I vent’anni di Star Wars: La minaccia fantasma

Il 19 maggio 1999 usciva nei cinema il quarto, o meglio il primo film di Guerre stellari. Quello che si può saltare, quello che ha fatto arrabbiare tutti. Ma perché non festeggiare i fallimenti?

Nel 1999 il vecchio e il nuovo si scontrarono giusto in tempo per mostrare chi avrebbe dettato legge all’alba del nuovo millennio. Da una parte, la fantascienza de Il tredicesimo piano, eXistenZ e Matrix sondava i terreni già minati dal cyberpunk, offrendo dissertazioni sui concetti di realtà, umanità e rapporto con le tecnologie, nonché nuove estetiche da saccheggiare. Dall’altra, c’era chi con il fantastico si rivolgeva al passato. Il gigante di ferro, modello di classicismo che mischiava E.T., Norman Rockwell e la paranoia da guerra fredda in un film per altri tempi, troppo posato per resistere all’accelerazionismo tecnologico di Tarzan, Toy Story 2 o La mummia. Quest’ultimo, pur retrò, si avvaleva di effetti speciali e una sceneggiatura che sapeva di parlare a un pubblico che guardava Friends e indossava tute sportive. Stava nel suo tempo, in pratica. Poi, categoria a sé, c’era Star Wars. Che categoria a sé l’ha sempre un po’ fatta. L’epopea di George Lucas tornava in pompa magna dei cinema dopo un decennio di semi-inattività in cui la saga era stata tenuta in vita solo da un gruppo di appassionati che continuavano a guardare i vecchi film, comprare i libri, leggere i fumetti, ricomprare le videocassette.

§ Materiale mostrato:
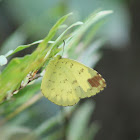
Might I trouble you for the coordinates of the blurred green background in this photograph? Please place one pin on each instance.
(113, 114)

§ Compito da svolgere: Ricopia per intero il testo sui vent'anni della Minaccia fantasma, senza cambiare nulla.

§ Risposta al compito:
I vent’anni di Star Wars: La minaccia fantasma

Il 19 maggio 1999 usciva nei cinema il quarto, o meglio il primo film di Guerre stellari. Quello che si può saltare, quello che ha fatto arrabbiare tutti. Ma perché non festeggiare i fallimenti?

Nel 1999 il vecchio e il nuovo si scontrarono giusto in tempo per mostrare chi avrebbe dettato legge all’alba del nuovo millennio. Da una parte, la fantascienza de Il tredicesimo piano, eXistenZ e Matrix sondava i terreni già minati dal cyberpunk, offrendo dissertazioni sui concetti di realtà, umanità e rapporto con le tecnologie, nonché nuove estetiche da saccheggiare. Dall’altra, c’era chi con il fantastico si rivolgeva al passato. Il gigante di ferro, modello di classicismo che mischiava E.T., Norman Rockwell e la paranoia da guerra fredda in un film per altri tempi, troppo posato per resistere all’accelerazionismo tecnologico di Tarzan, Toy Story 2 o La mummia. Quest’ultimo, pur retrò, si avvaleva di effetti speciali e una sceneggiatura che sapeva di parlare a un pubblico che guardava Friends e indossava tute sportive. Stava nel suo tempo, in pratica. Poi, categoria a sé, c’era Star Wars. Che categoria a sé l’ha sempre un po’ fatta. L’epopea di George Lucas tornava in pompa magna dei cinema dopo un decennio di semi-inattività in cui la saga era stata tenuta in vita solo da un gruppo di appassionati che continuavano a guardare i vecchi film, comprare i libri, leggere i fumetti, ricomprare le videocassette.